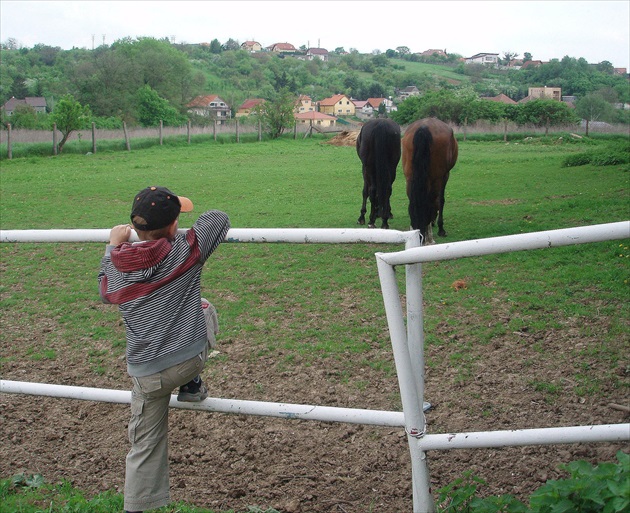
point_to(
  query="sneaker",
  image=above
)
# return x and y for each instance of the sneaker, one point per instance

(Task) In how many lines of the records does the word "sneaker" appear? Give the number alone.

(Answer space) 2